─── PAGE EXTRACT
Taking the first steps to getting your own authority

 ( Photo: Truckstockimages.com )

(Photo: Truckstockimages.com)

If you have been a truck driver for years and decided now is the time to strike out on your own, congratulations. There are many resources available to help you, and a number of Facebook groups that have popped up to give drivers and owner-operators at all stages of their careers advice. The Rate Per Mile Masters group is one of the best, with its over 22,000 members always ready to offer advice where needed.

But, even with that level of advice available to you, getting started requires some initial research on your own. The Federal Motor Carrier Safety Administration outlines the steps you have to take to get your own operating authority, and what you have to do to keep it. Even the best advice can’t protect you if you’ve already committed a violation that leads to FMCSA fining or even shutting down your operation.

According to FMCSA, any new entrants need to start by filling out an MCS-150 “Combined Motor Carrier Identification Report.” The MCS-150 and the related OP-1 series forms, which provide authority status for property hauling, broker, freight forwarding, etc., are necessary forms to get started. However, OP-1 Series forms can only be used to apply for additional operating authorities. New registrants must use the Unified Registration System for initial authority.
──────
- [EXPLORE THE MATERIAL]
1 – In the trucking authority article, rewrite the paragraph beginning "According to FMCSA, any new entrants" in shorter form, keeping its main facts.
2 – Pick up the trucking authority article after its final sentence and write the paragraph that comes next.
─── EXTRACTED DATA
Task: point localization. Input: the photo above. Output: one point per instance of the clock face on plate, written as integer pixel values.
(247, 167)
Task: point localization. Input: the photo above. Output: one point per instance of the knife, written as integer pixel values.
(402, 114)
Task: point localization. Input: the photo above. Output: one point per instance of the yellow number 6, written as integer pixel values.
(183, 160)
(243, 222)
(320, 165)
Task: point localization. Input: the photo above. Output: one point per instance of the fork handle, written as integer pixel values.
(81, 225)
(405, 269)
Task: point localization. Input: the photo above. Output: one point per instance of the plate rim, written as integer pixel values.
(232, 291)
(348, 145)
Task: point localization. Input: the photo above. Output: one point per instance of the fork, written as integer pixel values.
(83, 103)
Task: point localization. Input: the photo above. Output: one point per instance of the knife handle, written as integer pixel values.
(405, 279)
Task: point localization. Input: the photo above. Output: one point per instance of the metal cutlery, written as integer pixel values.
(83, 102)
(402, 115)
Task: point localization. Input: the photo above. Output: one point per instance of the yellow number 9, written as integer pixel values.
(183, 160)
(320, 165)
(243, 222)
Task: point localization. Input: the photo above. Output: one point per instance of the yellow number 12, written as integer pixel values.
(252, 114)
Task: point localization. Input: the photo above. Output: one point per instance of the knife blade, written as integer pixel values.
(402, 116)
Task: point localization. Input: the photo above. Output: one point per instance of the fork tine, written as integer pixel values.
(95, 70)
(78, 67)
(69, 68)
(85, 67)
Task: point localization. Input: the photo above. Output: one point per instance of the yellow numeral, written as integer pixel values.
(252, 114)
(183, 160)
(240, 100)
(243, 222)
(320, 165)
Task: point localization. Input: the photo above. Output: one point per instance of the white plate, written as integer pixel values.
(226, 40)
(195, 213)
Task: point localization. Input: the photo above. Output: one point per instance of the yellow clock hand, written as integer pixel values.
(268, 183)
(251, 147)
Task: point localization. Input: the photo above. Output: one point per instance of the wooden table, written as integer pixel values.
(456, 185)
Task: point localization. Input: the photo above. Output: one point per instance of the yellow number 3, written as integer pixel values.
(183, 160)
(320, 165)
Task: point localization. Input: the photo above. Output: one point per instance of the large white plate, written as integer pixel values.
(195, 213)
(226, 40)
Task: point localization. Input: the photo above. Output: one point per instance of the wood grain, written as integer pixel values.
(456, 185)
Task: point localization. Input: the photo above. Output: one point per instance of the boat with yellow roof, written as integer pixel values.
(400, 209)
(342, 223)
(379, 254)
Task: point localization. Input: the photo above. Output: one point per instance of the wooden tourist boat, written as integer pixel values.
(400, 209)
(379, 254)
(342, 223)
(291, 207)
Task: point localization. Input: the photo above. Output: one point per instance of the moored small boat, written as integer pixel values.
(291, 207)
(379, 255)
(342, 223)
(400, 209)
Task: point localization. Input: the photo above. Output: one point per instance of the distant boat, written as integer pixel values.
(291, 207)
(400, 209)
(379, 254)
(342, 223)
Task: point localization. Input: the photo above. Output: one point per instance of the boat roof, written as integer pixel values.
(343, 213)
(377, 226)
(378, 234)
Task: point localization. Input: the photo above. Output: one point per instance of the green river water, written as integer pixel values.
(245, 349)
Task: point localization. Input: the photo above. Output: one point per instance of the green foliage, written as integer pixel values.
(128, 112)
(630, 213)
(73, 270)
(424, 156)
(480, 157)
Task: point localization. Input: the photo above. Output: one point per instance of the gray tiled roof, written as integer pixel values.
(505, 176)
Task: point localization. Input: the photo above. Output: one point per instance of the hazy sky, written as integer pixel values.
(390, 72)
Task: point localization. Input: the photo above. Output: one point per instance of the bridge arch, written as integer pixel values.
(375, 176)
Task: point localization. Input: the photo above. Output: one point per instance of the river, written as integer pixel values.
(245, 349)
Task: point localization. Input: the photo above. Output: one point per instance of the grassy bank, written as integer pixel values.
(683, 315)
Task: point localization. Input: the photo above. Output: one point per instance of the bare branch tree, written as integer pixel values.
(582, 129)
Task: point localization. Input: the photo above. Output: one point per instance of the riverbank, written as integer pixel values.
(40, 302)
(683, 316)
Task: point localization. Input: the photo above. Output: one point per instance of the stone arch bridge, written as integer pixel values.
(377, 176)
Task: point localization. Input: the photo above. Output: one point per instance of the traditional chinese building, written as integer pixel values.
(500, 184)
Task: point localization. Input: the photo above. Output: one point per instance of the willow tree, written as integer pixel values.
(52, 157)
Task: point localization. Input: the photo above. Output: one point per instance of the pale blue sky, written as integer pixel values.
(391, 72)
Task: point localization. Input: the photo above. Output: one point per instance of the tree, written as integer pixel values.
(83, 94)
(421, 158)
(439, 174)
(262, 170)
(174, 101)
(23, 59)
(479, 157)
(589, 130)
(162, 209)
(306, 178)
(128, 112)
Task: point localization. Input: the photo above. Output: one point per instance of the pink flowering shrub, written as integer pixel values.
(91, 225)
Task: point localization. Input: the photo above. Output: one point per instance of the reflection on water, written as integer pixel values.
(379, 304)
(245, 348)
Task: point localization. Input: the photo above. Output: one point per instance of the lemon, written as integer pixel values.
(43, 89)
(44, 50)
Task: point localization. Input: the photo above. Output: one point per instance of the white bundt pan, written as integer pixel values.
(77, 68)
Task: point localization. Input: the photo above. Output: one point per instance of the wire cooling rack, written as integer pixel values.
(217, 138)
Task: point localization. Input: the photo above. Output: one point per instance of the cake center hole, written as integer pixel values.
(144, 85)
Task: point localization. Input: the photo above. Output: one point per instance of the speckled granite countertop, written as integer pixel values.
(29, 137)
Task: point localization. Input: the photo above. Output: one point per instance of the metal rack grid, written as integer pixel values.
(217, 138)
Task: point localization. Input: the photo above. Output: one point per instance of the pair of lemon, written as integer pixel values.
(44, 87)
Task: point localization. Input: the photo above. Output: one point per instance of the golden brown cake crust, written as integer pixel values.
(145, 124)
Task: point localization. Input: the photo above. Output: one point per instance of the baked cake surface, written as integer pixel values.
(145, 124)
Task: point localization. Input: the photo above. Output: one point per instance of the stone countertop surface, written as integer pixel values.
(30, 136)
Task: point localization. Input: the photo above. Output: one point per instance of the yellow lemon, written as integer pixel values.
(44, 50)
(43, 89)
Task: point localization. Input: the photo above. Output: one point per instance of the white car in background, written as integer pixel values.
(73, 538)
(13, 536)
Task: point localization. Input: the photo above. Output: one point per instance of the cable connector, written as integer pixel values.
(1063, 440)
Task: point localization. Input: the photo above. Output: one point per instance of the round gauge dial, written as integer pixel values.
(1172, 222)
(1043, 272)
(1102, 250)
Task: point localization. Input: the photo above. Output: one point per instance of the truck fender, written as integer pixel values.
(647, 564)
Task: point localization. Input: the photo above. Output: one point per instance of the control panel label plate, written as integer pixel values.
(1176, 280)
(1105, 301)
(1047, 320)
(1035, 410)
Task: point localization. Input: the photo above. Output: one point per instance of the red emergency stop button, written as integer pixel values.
──────
- [RESPONSES TO THE TASKS]
1 – FMCSA says new entrants begin by completing an MCS-150 "Combined Motor Carrier Identification Report." The MCS-150 and the related OP-1 series forms, which give authority status for property hauling, broker, freight forwarding and similar operations, are needed to get started. OP-1 series forms apply only to additional operating authorities, so new registrants must use the Unified Registration System for initial authority.

2 –
You must apply for a MC number as well as a DOT number. When applying for MC number, it’s important to choose the correct operating authority, as application fees are not refundable.

Once the paperwork is submitted and approved, you are not done with FMCSA. The agency will monitor all new entrants for 18 months and conduct a safety audit or review within the first 12 months. During this review, the new operator must show they are operating safely, maintaining up-to-date records, conducting periodic inspections (including roadside inspections) and performing necessary maintenance on their vehicles, and pass the safety audit.

If FMCSA is then satisfied with the results, permanent authority will be granted.

During the safety audit, if any of these problems are found, it will result in an automatic failure:

Alcohol and Drug Violations

  • No alcohol and/or drug testing program.
  • No RANDOM alcohol and/or drug testing program.
  • Using a driver who refused a required alcohol or drug test.
  • Using a driver the company knows had a blood alcohol content of 0.04 or greater.
  • Using a driver who failed to complete required follow-up procedures after testing positive for drugs.

Driver Violations

  • Using a driver without a valid CDL.
  • Using a disqualified driver.
  • Using a driver with a revoked, suspended, or cancelled CDL.
  • Using a medically unqualified driver.

Operations Violations

  • Operating a motor vehicle without having in effect the required level of insurance.
  • Failing to require drivers to make hours-of-service records.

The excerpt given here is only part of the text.